PROMPT> Find every line in the records below that holds the word "query", and copy it out.

[[ INPUT DATA, beginning ]]

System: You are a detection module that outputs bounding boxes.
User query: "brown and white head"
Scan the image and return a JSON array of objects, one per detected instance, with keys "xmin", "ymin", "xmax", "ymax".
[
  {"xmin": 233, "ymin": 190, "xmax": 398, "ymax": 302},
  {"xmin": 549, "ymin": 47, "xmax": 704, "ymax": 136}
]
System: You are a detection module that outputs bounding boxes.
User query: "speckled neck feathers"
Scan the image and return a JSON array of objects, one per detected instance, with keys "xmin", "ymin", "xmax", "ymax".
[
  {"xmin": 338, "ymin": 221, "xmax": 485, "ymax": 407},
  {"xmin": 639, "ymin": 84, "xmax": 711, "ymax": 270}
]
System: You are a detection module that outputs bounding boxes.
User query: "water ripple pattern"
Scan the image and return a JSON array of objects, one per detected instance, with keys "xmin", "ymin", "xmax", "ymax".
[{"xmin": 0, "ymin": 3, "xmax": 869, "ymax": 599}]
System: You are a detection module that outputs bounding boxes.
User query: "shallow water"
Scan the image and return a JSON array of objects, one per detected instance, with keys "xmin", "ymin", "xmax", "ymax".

[[ INPUT DATA, end ]]
[[ INPUT DATA, beginning ]]

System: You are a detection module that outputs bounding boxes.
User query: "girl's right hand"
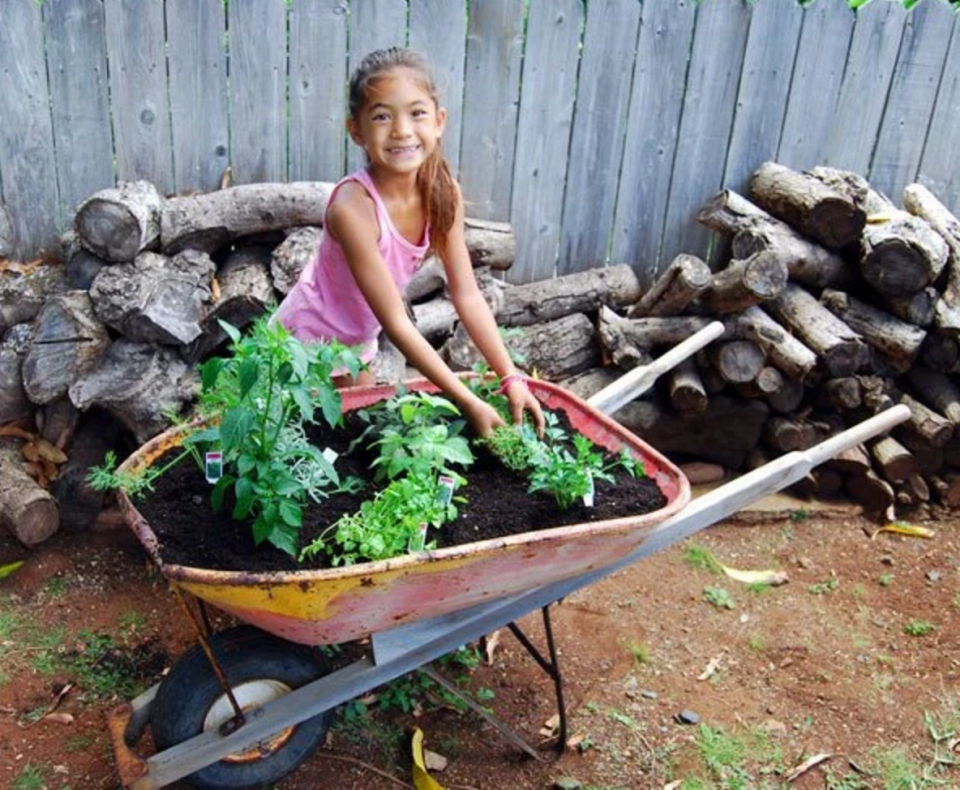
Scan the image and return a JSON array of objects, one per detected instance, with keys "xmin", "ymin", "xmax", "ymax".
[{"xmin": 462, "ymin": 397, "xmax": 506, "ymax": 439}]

[[ INPUT DATA, end ]]

YOUR SOLUTION>
User query: "brown and white head"
User query: "speckled neck feathers"
User query: "water ripple pattern"
User query: "shallow water"
User query: "girl's right hand"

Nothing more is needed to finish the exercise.